§ **Task requirements**
Output, with no changes, the span of lines that opens with the line containing "Locate each instance of the dirt" and closes with the last line.

[Raw records]

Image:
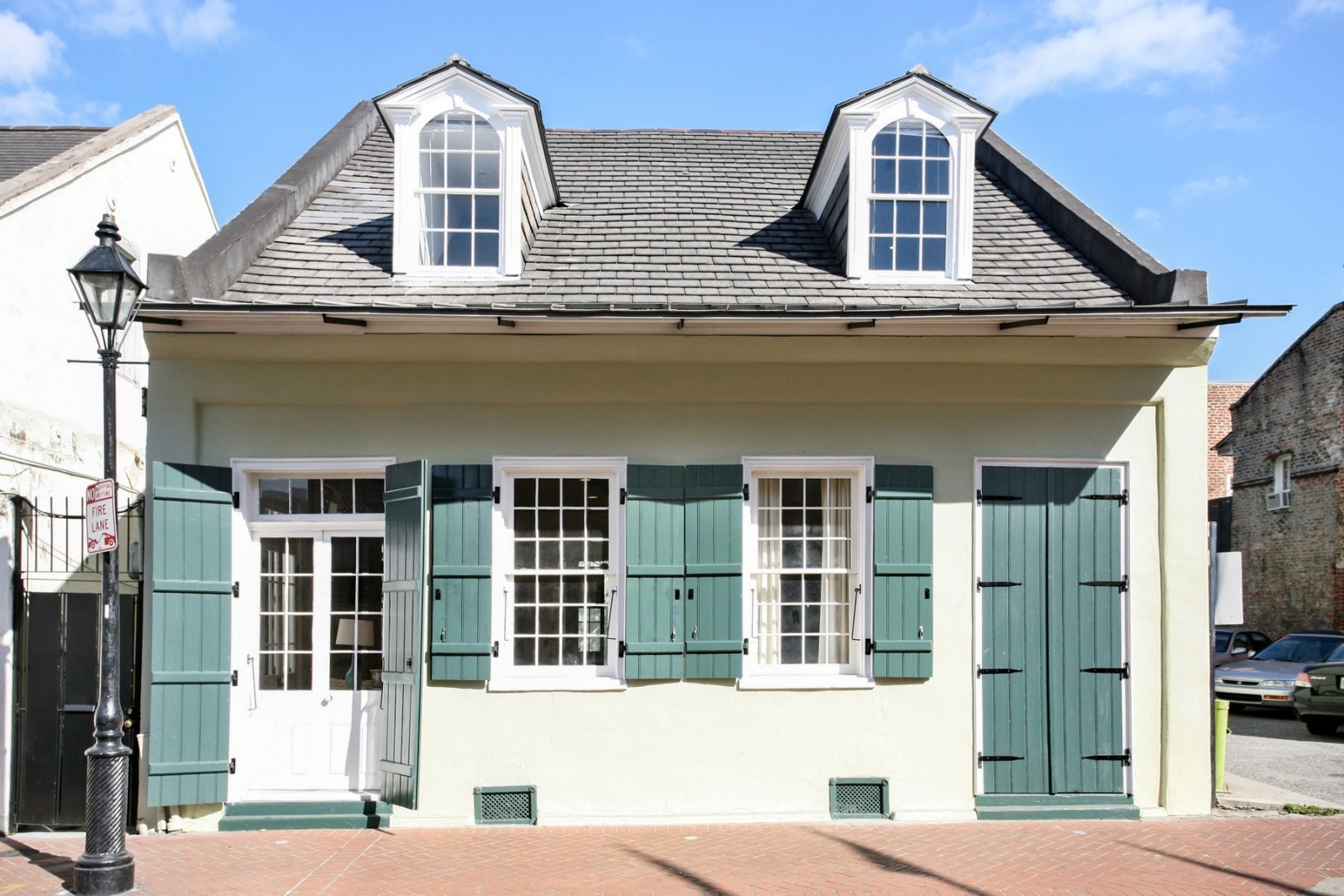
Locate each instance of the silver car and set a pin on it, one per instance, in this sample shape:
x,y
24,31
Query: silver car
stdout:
x,y
1267,680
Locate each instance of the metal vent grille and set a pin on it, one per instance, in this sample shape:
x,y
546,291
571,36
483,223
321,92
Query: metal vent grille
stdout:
x,y
859,799
506,805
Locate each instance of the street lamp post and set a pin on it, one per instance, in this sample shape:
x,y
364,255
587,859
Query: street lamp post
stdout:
x,y
109,293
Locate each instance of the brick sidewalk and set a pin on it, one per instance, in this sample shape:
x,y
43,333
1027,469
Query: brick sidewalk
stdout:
x,y
1230,855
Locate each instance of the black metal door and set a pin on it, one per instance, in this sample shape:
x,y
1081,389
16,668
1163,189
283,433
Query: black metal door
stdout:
x,y
55,692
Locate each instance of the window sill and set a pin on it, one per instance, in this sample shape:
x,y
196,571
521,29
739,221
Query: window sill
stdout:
x,y
519,685
806,683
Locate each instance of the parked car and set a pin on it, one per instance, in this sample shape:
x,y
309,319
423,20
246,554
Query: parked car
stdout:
x,y
1319,696
1236,642
1270,676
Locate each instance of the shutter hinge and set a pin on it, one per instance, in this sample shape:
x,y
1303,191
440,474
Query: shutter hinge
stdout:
x,y
1109,671
983,758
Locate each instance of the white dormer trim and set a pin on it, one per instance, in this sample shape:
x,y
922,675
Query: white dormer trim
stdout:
x,y
522,149
850,140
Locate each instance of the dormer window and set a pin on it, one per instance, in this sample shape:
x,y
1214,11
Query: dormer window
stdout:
x,y
460,192
894,183
470,175
911,163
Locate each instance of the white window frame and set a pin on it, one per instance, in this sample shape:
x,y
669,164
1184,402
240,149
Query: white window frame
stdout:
x,y
1281,485
504,674
858,672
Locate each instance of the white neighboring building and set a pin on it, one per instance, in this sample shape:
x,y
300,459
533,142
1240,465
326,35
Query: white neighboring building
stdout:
x,y
55,183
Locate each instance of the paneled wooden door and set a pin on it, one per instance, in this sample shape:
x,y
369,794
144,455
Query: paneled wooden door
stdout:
x,y
307,716
1052,667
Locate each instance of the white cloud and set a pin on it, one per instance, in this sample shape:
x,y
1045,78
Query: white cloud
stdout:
x,y
24,54
1207,187
1221,117
181,23
1308,7
1106,45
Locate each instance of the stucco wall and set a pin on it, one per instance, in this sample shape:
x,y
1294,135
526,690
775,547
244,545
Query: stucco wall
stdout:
x,y
710,752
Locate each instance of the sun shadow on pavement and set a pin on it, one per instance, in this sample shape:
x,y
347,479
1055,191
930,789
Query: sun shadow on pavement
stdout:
x,y
60,867
890,862
1227,869
689,876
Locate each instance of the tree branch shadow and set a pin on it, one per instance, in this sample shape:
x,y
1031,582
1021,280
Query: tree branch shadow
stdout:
x,y
882,860
691,878
60,867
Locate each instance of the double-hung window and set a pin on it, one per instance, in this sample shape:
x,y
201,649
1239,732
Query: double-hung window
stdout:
x,y
806,550
557,563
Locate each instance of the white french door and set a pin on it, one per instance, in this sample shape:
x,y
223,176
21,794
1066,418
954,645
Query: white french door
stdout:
x,y
308,647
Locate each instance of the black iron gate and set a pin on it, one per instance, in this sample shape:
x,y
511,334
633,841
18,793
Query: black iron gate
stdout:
x,y
57,634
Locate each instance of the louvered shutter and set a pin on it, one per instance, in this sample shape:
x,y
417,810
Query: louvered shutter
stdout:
x,y
714,571
190,609
655,551
902,573
460,573
407,512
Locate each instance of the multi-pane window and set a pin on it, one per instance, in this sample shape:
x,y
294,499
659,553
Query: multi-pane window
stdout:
x,y
286,614
806,570
911,163
324,496
559,602
356,613
459,192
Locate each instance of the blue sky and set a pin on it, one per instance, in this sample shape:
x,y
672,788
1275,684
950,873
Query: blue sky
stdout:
x,y
1210,132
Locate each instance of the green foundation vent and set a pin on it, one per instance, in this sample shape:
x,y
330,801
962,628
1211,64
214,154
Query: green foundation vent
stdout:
x,y
506,805
859,799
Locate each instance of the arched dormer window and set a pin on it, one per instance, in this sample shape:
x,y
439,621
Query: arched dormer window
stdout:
x,y
911,197
459,192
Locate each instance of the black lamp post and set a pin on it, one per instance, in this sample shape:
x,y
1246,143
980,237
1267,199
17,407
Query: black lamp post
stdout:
x,y
109,295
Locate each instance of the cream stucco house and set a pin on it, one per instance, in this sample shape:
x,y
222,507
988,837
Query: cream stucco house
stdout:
x,y
507,473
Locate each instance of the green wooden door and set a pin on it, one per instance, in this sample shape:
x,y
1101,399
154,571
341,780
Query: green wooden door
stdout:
x,y
1050,665
407,513
655,589
190,627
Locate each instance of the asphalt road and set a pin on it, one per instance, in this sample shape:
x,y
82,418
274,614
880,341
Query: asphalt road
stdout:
x,y
1274,748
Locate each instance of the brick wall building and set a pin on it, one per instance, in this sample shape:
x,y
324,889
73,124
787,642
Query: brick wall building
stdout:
x,y
1221,399
1290,418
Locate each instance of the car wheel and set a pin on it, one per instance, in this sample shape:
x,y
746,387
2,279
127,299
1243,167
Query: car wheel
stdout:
x,y
1321,725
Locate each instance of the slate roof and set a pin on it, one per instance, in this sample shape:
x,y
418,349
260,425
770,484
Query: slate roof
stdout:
x,y
659,217
27,147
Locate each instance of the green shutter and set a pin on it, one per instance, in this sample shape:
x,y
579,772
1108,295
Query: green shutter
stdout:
x,y
407,512
655,527
190,631
714,571
1086,738
1015,752
902,573
460,586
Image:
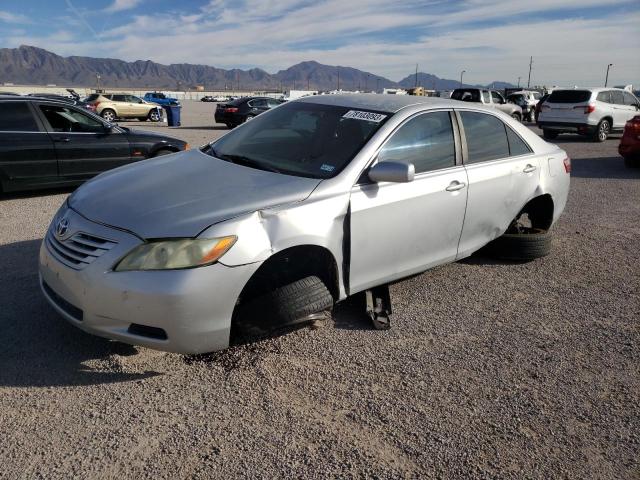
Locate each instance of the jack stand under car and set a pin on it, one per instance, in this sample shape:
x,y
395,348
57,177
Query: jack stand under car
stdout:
x,y
379,307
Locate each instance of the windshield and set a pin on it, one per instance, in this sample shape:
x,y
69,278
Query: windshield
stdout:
x,y
302,139
569,96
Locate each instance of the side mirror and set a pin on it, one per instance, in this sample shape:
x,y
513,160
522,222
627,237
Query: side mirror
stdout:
x,y
391,171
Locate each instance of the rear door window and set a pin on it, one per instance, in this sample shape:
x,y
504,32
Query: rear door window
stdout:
x,y
486,137
425,140
570,96
17,117
517,146
629,99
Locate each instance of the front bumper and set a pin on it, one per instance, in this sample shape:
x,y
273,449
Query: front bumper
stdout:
x,y
581,128
192,308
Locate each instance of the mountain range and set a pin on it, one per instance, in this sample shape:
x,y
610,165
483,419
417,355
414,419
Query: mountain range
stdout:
x,y
29,65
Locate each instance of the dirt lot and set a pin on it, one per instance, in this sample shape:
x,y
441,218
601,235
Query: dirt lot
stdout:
x,y
491,370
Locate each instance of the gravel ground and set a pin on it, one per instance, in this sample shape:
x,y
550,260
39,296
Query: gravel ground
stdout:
x,y
490,370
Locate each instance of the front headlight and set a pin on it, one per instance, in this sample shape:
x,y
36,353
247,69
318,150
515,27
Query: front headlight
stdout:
x,y
176,254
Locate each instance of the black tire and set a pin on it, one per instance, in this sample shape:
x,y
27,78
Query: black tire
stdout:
x,y
522,246
602,131
154,115
286,305
163,151
108,114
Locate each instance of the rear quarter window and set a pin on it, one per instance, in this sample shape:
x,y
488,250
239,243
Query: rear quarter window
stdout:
x,y
570,96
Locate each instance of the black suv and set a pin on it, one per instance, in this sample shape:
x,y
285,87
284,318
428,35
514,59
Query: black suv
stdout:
x,y
48,143
244,109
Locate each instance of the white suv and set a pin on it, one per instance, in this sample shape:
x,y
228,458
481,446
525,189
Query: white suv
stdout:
x,y
594,112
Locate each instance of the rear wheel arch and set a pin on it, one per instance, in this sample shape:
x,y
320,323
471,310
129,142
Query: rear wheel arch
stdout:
x,y
290,265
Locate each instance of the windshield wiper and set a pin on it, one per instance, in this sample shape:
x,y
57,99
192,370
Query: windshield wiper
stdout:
x,y
245,161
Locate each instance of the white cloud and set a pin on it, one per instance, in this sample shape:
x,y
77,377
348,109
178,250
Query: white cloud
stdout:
x,y
121,5
373,35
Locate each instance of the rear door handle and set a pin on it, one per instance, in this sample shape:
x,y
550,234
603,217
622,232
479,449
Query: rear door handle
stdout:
x,y
455,186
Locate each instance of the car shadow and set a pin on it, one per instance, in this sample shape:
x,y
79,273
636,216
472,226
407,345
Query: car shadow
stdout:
x,y
37,193
37,346
602,167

§ **Solution to the problem**
Locate each instance of the dirt lot and set a pin on it, one per instance, in this sample shape:
x,y
441,218
601,235
Query: dirt lot
stdout:
x,y
491,370
Locate each instance of the gravel ground and set a pin on it, one per instance, in this sample shape:
x,y
550,260
39,296
Query: gravel ground
stdout:
x,y
490,370
Locate each instance of the front headlight and set a pin on it, one per instance, in this sample shape:
x,y
36,353
247,69
318,150
515,27
Query: front headlight
stdout:
x,y
176,254
Locate each instance of the black tire and set a pin on it, one per instance, in this sample shape:
x,y
27,78
Query: black tire
stdout:
x,y
522,246
602,131
154,115
286,305
163,151
108,114
Locate each instance of the rear quarter window and set a pin on it, one per instance, in this sample shape:
x,y
488,250
239,243
Query: rear quarter window
stdout:
x,y
570,96
Locate each instance of the black suv and set a pin on it, one per instance, in this sample shape:
x,y
285,87
284,318
428,35
514,59
Query: black suv
stdout:
x,y
48,143
244,109
Locate each instance of the white suv and set a pin on it, one per instance, in this sample shape:
x,y
228,458
481,446
525,189
Query: white suv
stdout:
x,y
594,112
Locate each instance of the rear wheel arch and set a pin on it, one per instance, in this sample shape:
x,y
320,323
471,310
129,142
Query: rear wheel arch
stdout:
x,y
290,265
Locate each instance of the windshield wiper and set a pin on it, one per instance, in this sample shape:
x,y
57,99
192,370
Query: windshield wiper
stdout:
x,y
245,161
Locate each instance of the white cloud and set a pin on it, one per instance, in this sample shape:
x,y
77,377
348,109
178,250
Query: white cloud
stdout:
x,y
121,5
373,35
Locate each instance of the rear door handle and set a pin on it, one per instance, in this sample shape:
x,y
550,234
603,217
622,232
479,449
Query: rear door handle
stdout:
x,y
455,186
Locate each instance of the car shadow and set a pin on it, one per instance, in this sample shape:
x,y
79,273
636,216
472,226
407,345
Query: car shadow
stdout:
x,y
37,193
37,346
602,167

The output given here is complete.